## How to complete this task
Where does "track" appear in the data? Return each line that holds it.
************
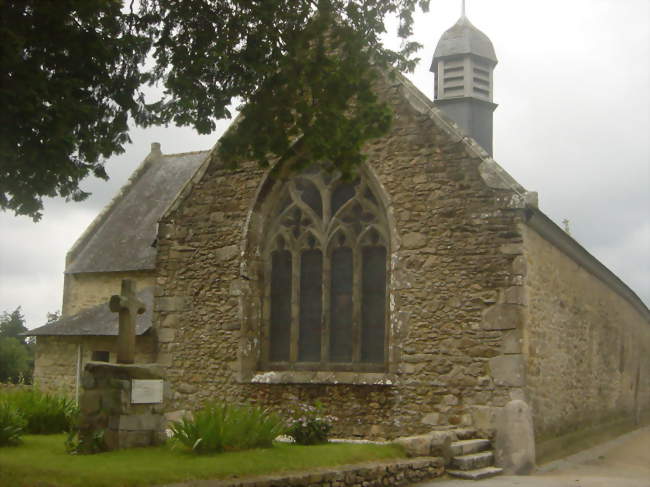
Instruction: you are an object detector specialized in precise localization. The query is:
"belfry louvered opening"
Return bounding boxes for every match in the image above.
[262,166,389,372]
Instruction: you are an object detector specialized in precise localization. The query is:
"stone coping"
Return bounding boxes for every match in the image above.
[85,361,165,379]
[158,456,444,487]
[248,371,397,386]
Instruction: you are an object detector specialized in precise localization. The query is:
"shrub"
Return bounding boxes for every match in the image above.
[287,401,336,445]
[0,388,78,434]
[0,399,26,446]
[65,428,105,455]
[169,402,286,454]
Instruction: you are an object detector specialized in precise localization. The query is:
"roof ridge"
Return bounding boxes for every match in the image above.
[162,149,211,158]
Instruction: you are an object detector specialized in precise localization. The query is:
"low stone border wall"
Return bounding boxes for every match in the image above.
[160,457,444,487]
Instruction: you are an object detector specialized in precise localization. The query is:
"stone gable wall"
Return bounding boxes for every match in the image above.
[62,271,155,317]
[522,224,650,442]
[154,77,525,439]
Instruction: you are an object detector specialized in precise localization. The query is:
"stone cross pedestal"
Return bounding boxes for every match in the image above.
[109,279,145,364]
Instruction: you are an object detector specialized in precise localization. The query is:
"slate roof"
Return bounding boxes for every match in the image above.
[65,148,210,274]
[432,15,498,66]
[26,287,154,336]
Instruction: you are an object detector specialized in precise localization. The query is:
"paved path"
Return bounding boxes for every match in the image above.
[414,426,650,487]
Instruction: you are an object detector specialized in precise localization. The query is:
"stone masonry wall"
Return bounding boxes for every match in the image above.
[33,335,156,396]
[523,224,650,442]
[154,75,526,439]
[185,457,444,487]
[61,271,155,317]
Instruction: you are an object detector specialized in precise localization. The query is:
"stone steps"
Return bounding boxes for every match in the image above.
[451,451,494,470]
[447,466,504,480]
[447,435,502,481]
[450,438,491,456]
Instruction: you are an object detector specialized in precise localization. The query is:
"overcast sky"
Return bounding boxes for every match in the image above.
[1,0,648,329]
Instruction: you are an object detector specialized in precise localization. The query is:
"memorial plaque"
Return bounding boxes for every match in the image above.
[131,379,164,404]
************
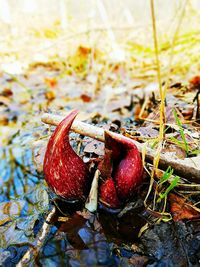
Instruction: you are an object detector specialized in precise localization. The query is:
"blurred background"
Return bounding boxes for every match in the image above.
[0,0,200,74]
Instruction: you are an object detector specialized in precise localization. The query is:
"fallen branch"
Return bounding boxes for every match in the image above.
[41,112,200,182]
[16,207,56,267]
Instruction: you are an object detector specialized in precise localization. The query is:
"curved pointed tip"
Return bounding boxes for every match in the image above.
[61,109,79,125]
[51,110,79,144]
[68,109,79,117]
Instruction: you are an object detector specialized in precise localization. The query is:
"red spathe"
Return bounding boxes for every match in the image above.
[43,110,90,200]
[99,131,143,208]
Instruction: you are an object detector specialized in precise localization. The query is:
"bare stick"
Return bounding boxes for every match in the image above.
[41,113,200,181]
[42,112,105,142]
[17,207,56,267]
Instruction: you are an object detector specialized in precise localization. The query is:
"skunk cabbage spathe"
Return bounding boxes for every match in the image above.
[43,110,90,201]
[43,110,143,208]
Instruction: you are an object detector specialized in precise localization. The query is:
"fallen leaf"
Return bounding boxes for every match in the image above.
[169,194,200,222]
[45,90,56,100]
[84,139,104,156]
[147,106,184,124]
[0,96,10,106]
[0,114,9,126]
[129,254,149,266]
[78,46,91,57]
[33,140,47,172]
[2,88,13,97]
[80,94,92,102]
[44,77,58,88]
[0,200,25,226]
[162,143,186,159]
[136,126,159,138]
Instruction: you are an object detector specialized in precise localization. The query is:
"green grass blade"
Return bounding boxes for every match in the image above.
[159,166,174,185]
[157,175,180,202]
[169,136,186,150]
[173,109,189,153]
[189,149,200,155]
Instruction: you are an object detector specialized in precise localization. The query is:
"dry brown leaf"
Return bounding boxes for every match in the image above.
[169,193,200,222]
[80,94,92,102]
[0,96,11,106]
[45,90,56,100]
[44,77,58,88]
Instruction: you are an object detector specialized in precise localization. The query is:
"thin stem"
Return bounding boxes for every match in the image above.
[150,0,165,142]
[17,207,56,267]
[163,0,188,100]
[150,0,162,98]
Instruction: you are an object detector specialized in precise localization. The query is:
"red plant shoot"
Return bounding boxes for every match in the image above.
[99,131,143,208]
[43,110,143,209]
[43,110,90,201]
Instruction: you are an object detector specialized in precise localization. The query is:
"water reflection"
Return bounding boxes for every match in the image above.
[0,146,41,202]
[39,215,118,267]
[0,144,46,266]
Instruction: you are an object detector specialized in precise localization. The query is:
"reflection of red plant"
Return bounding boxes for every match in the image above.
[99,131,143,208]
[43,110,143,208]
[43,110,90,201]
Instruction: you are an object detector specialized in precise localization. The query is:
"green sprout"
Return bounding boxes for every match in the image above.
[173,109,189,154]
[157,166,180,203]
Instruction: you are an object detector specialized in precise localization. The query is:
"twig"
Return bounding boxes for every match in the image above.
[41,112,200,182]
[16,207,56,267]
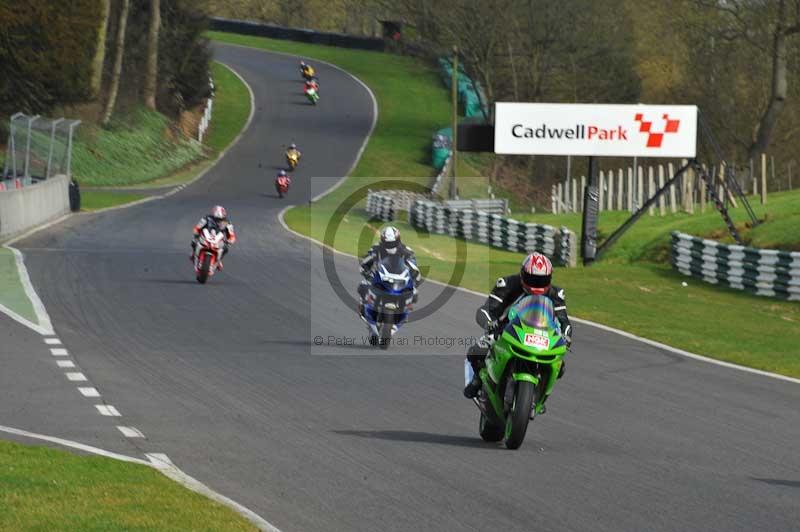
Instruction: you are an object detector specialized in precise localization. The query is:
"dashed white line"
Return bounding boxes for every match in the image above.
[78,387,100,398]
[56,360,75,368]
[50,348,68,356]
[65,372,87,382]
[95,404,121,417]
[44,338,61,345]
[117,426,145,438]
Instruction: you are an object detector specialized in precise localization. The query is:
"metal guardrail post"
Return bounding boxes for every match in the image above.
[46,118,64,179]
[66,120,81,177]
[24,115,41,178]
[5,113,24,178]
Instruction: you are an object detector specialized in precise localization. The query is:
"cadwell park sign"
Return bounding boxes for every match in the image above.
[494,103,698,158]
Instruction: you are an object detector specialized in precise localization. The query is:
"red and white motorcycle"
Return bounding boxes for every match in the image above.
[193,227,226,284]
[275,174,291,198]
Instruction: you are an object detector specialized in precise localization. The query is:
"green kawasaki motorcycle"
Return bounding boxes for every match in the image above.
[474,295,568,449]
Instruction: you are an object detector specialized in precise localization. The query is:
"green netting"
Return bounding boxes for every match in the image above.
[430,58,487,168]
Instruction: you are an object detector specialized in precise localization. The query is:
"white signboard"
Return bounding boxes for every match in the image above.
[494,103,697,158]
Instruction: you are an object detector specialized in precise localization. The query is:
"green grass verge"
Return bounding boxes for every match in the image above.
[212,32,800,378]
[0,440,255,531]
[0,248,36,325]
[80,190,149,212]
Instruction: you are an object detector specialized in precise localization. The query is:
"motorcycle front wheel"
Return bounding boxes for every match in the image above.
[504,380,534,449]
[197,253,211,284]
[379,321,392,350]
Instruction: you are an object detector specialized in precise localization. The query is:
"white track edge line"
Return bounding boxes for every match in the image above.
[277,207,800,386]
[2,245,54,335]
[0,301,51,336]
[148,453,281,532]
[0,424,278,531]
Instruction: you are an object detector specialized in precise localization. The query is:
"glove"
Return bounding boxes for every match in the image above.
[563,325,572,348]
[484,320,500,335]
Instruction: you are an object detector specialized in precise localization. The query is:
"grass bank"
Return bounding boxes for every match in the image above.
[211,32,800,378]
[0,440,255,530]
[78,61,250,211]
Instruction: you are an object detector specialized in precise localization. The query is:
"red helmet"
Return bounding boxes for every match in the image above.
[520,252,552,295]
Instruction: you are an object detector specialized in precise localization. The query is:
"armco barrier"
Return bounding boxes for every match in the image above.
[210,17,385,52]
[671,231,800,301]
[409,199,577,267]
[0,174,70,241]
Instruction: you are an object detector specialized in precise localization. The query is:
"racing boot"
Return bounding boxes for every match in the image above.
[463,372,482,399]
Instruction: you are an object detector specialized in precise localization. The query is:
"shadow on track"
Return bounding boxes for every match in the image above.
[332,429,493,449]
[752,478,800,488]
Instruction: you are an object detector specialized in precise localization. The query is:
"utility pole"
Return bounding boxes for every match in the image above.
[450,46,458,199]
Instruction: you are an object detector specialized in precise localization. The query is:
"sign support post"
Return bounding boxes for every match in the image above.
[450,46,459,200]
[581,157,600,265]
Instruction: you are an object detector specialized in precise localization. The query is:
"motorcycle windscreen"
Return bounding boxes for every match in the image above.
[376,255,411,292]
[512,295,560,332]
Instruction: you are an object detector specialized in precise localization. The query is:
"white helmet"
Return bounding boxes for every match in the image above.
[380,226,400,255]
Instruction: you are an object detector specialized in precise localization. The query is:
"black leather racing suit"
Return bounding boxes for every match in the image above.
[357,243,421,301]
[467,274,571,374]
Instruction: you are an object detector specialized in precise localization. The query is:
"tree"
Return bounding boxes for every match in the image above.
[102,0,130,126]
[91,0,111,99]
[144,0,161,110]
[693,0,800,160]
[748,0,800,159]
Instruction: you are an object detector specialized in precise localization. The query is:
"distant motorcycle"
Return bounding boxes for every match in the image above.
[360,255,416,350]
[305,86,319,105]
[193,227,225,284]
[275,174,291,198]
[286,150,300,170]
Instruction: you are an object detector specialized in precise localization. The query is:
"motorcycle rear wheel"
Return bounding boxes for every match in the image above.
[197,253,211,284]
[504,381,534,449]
************
## Answer below
"white track edge line"
"shadow on track"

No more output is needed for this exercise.